* [Records]:
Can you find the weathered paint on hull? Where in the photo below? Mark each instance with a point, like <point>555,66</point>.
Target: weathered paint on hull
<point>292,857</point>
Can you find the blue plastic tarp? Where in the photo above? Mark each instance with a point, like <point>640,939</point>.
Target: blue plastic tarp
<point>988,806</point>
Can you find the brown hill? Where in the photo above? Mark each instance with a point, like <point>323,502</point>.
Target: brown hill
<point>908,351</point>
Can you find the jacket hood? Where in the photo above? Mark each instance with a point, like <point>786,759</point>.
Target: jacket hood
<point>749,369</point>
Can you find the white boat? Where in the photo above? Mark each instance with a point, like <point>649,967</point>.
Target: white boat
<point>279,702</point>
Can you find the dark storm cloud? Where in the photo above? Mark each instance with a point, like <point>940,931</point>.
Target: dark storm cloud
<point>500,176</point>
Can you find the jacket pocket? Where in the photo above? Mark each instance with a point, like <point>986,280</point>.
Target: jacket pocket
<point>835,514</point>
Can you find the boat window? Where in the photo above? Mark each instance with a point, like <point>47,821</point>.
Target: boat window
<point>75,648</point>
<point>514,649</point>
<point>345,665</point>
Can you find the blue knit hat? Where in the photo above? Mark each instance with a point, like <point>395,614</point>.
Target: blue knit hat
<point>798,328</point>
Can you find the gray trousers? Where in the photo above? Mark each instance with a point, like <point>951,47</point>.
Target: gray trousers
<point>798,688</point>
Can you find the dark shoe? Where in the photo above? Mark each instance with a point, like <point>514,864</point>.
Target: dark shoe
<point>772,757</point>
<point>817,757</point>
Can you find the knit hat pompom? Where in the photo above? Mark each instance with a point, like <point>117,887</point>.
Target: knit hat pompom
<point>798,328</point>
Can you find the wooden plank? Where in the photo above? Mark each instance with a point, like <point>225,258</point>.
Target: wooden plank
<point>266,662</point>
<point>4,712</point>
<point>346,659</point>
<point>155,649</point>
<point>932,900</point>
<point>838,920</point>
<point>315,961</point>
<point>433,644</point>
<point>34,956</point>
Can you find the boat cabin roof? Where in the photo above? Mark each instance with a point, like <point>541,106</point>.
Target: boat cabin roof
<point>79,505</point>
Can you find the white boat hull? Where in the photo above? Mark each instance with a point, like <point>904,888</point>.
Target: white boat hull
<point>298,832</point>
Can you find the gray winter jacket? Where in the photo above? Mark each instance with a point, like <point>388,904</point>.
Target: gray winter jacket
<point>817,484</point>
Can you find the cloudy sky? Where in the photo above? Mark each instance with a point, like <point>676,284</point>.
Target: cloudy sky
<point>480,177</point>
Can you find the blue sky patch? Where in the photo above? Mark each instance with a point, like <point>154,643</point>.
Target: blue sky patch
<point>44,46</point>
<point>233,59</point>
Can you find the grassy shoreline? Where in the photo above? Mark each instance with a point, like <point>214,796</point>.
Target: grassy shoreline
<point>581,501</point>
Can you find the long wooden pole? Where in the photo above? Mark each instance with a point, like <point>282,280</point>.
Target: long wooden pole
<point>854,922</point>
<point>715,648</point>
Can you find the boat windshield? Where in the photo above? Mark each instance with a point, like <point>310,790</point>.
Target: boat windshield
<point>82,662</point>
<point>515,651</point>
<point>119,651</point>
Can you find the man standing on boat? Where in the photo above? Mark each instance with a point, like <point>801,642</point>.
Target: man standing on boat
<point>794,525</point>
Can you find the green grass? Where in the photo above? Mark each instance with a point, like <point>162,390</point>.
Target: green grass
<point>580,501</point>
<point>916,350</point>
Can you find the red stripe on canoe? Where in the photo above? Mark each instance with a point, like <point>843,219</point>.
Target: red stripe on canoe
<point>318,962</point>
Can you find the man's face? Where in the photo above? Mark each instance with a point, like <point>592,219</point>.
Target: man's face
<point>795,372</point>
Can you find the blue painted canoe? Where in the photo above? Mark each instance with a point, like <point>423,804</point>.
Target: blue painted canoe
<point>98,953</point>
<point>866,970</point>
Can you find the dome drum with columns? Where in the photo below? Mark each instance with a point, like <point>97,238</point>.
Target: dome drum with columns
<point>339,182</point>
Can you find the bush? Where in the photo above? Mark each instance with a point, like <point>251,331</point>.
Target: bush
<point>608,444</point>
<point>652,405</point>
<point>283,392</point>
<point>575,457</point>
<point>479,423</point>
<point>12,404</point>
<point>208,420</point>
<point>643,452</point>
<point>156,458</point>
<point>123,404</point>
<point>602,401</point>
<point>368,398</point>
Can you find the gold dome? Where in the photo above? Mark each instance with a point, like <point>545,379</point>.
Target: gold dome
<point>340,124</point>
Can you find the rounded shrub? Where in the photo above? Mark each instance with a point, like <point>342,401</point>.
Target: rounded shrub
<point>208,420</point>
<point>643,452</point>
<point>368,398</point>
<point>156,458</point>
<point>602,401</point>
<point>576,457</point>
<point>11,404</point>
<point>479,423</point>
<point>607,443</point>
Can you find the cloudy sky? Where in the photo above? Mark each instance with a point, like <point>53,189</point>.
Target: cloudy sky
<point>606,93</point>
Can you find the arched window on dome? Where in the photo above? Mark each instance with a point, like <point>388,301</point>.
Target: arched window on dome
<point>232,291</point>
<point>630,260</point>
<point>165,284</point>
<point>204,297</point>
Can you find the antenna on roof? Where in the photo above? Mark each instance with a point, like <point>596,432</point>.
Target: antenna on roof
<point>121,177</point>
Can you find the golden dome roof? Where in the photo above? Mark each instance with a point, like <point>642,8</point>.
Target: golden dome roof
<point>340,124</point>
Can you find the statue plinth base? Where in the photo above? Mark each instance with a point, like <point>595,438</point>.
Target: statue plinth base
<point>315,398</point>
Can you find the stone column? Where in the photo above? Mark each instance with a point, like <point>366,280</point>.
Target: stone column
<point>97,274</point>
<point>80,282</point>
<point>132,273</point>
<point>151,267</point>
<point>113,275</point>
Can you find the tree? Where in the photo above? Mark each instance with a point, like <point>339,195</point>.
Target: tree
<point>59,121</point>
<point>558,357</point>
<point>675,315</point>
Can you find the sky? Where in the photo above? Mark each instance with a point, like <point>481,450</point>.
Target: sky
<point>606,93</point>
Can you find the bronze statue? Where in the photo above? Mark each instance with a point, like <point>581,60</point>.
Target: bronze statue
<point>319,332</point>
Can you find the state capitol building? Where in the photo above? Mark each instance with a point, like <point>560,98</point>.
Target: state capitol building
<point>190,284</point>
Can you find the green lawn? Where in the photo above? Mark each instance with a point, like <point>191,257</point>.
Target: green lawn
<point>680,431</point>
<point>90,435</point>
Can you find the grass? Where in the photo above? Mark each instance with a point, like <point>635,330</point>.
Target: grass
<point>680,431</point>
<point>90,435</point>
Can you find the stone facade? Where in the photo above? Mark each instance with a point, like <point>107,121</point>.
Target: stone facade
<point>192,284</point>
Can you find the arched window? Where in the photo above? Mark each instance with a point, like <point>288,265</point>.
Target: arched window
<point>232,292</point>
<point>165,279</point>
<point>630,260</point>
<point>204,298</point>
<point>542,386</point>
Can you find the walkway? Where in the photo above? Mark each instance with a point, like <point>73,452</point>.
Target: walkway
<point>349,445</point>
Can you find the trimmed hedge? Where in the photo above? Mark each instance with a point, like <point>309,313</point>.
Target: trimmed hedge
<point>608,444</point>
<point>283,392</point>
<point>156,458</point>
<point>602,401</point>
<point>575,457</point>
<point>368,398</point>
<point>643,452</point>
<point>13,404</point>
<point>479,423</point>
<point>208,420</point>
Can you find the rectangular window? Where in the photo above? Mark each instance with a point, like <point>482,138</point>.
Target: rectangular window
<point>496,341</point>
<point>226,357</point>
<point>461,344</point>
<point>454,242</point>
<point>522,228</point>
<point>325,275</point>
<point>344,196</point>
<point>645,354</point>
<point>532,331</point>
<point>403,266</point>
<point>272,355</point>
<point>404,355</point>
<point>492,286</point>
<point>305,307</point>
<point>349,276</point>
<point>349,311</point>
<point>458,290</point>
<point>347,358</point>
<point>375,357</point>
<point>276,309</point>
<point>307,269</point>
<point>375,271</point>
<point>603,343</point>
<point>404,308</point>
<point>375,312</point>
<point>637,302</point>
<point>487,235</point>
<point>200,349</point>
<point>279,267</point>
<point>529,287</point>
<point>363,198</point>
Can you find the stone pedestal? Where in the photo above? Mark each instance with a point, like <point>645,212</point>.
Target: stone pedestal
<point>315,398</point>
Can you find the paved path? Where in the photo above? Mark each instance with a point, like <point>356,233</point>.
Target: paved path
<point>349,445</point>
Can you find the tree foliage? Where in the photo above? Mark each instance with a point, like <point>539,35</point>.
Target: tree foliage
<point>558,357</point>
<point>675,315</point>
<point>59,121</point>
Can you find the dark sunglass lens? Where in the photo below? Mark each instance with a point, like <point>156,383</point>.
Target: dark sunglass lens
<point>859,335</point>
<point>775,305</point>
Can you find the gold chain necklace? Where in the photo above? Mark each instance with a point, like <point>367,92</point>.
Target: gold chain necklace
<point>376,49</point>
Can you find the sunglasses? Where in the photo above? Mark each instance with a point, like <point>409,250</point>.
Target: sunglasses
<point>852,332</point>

* [What you should do]:
Starting at the line of the listing that contains "Can you find the dark sunglass" and ending at the line that contains "<point>376,49</point>", copy those lines again, requests included. Scale every point coordinate in the answers by 1.85 and round each to a whole number, halves up, leaving the numbers in the requests unchanged.

* [Result below]:
Can you find the dark sunglass lens? Where in the photo below? Mark each instance with a point, like <point>156,383</point>.
Target: dark sunglass lens
<point>1589,620</point>
<point>1434,564</point>
Can you find the gold chain necklace? Where in the photo above? Mark each instance with a point, like <point>367,92</point>.
Target: gold chain necklace
<point>696,91</point>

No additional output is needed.